▶ **Extracted data**:
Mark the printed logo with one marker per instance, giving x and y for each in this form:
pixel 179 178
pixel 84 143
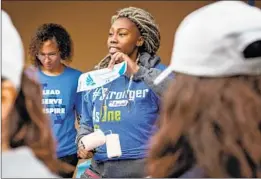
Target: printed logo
pixel 118 103
pixel 89 81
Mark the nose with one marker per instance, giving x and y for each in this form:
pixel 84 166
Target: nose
pixel 113 39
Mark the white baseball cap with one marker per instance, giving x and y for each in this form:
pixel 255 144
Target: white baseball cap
pixel 12 51
pixel 209 42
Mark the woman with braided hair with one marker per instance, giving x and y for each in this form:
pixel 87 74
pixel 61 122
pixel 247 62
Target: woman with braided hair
pixel 129 105
pixel 210 123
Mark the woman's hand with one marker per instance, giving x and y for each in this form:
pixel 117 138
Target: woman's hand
pixel 118 57
pixel 84 154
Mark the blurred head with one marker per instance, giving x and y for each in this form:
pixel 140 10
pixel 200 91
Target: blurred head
pixel 50 45
pixel 133 30
pixel 211 112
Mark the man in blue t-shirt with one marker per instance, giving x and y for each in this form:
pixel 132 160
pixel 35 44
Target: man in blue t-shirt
pixel 50 46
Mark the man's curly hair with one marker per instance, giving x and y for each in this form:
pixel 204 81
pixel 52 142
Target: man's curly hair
pixel 51 31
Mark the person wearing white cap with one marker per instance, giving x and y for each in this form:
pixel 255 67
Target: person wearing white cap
pixel 211 117
pixel 28 149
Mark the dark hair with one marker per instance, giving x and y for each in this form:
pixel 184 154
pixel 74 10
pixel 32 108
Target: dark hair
pixel 220 118
pixel 29 126
pixel 51 31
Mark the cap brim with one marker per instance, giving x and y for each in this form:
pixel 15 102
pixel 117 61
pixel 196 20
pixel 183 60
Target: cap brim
pixel 164 74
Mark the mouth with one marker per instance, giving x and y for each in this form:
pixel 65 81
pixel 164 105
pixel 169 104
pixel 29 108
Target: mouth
pixel 113 50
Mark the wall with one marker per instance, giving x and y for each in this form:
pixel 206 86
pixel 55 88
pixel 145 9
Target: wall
pixel 88 22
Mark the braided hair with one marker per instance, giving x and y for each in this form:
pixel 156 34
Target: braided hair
pixel 147 26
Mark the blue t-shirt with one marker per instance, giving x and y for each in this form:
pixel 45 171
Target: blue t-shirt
pixel 131 115
pixel 60 102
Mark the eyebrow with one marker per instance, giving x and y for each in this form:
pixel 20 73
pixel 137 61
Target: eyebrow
pixel 122 28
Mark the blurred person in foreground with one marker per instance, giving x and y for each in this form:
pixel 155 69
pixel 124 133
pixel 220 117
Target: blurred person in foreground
pixel 211 119
pixel 28 149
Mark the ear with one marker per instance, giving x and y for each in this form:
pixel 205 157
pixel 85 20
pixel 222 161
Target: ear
pixel 140 41
pixel 9 94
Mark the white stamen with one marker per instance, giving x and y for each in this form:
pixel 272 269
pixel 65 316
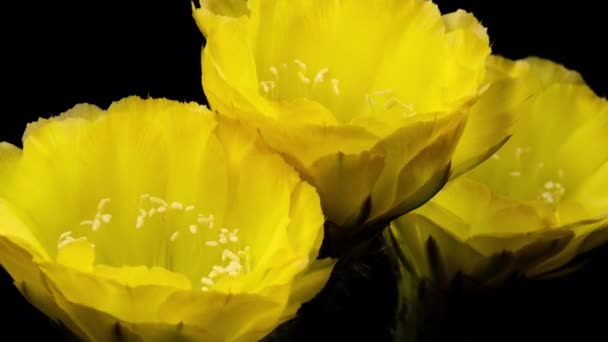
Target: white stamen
pixel 65 242
pixel 157 200
pixel 96 225
pixel 234 269
pixel 102 203
pixel 65 234
pixel 334 86
pixel 303 78
pixel 106 218
pixel 177 206
pixel 548 197
pixel 320 76
pixel 228 254
pixel 274 71
pixel 300 64
pixel 207 281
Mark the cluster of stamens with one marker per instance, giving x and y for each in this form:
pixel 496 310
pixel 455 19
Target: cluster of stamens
pixel 388 102
pixel 270 87
pixel 235 259
pixel 552 190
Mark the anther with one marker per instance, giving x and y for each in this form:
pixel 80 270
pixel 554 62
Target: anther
pixel 320 76
pixel 300 64
pixel 207 281
pixel 274 71
pixel 96 225
pixel 303 78
pixel 177 206
pixel 334 86
pixel 102 203
pixel 106 218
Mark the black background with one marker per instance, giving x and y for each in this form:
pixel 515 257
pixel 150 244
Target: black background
pixel 55 54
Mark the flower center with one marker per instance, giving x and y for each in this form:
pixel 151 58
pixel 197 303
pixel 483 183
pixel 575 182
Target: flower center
pixel 289 81
pixel 292 80
pixel 525 171
pixel 178 221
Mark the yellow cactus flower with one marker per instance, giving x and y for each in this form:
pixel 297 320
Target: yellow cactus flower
pixel 153 221
pixel 367 99
pixel 537 203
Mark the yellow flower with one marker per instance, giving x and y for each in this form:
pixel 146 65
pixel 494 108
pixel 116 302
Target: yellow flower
pixel 367 99
pixel 535 204
pixel 152 221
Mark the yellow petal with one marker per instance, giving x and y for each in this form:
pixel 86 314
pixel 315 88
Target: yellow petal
pixel 417 159
pixel 74 236
pixel 490 124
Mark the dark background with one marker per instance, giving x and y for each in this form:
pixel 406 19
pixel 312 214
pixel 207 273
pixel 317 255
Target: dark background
pixel 56 54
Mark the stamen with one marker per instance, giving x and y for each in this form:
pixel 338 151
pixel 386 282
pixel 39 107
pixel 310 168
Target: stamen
pixel 300 64
pixel 303 78
pixel 207 281
pixel 102 204
pixel 96 225
pixel 177 206
pixel 274 71
pixel 334 85
pixel 106 218
pixel 320 76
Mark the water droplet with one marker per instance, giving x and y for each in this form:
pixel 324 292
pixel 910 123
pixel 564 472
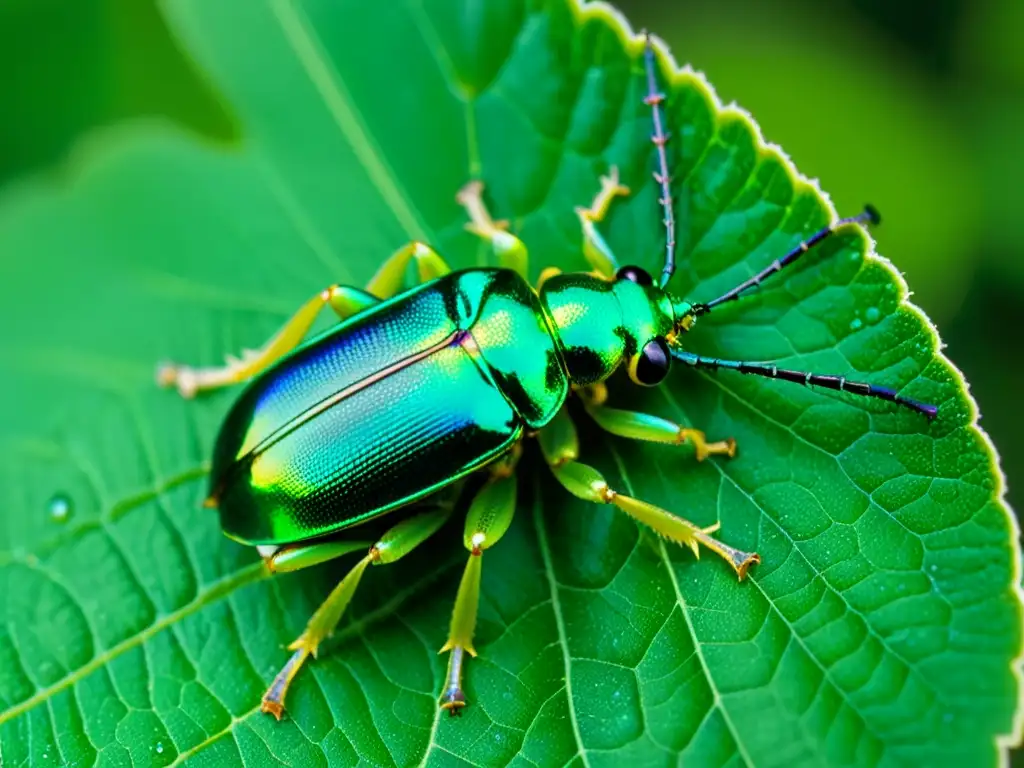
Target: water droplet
pixel 59 508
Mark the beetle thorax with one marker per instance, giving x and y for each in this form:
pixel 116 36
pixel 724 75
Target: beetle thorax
pixel 602 324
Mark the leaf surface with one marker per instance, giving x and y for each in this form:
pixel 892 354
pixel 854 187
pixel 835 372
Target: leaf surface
pixel 881 629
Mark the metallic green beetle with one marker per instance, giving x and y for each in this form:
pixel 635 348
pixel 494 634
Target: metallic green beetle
pixel 414 391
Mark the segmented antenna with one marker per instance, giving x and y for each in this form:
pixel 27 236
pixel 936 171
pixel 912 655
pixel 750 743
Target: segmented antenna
pixel 869 216
pixel 838 383
pixel 659 138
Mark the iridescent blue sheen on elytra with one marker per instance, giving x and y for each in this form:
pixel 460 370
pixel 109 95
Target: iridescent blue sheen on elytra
pixel 387 408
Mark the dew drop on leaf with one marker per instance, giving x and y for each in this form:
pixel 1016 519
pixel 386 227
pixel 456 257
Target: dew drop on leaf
pixel 59 508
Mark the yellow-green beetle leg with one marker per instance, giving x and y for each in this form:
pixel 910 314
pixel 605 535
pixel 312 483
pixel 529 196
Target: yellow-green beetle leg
pixel 344 300
pixel 395 543
pixel 511 251
pixel 595 249
pixel 561 449
pixel 488 517
pixel 390 278
pixel 637 426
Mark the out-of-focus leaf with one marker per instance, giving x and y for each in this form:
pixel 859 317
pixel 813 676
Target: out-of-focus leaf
pixel 70 68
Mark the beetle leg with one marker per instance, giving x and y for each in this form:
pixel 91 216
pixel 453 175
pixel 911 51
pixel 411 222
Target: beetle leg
pixel 395 543
pixel 561 446
pixel 488 517
pixel 638 426
pixel 595 249
pixel 389 279
pixel 511 251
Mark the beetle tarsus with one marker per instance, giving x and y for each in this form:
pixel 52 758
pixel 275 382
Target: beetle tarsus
pixel 181 377
pixel 273 699
pixel 454 700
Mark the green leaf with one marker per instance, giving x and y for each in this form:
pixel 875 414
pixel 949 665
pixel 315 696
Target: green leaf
pixel 881 629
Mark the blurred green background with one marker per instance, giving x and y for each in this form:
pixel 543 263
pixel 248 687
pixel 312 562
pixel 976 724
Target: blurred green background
pixel 914 108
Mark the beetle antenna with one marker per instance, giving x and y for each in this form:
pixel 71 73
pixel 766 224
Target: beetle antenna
pixel 839 383
pixel 659 138
pixel 869 216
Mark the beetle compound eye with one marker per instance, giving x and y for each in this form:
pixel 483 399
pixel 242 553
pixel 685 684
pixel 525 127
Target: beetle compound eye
pixel 634 274
pixel 652 366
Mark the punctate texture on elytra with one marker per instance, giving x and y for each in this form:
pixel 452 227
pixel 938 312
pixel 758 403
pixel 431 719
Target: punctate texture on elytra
pixel 881 628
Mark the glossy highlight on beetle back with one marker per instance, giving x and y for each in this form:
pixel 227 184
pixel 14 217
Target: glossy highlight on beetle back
pixel 387 408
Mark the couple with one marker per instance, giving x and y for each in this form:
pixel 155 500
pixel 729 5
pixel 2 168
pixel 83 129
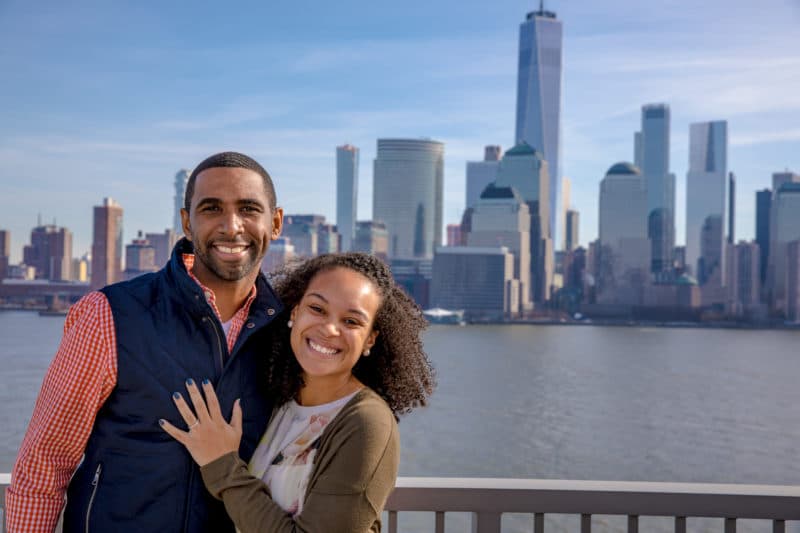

▶ **Task requirements**: Reproduce the rows verbatim, starting at the first row and ending at the line that contains "pixel 210 123". Leave the pictures out.

▶ **Exercise result**:
Mark the printed logo with one marker per instance, giving x and y for each in this form:
pixel 179 178
pixel 84 143
Target: printed logo
pixel 118 103
pixel 89 81
Mark the nose with one marker per instance, giving x and y for each in this form:
pixel 84 166
Target: nose
pixel 113 39
Mark the white baseball cap with one marker per instance, giving x and y for each in this form:
pixel 255 144
Target: white baseball cap
pixel 12 51
pixel 209 42
Mark the woman with braided hair with one marker per instance, giving x and y for each in this form:
pixel 87 74
pixel 61 122
pixel 247 62
Target: woman with braided hair
pixel 129 105
pixel 210 123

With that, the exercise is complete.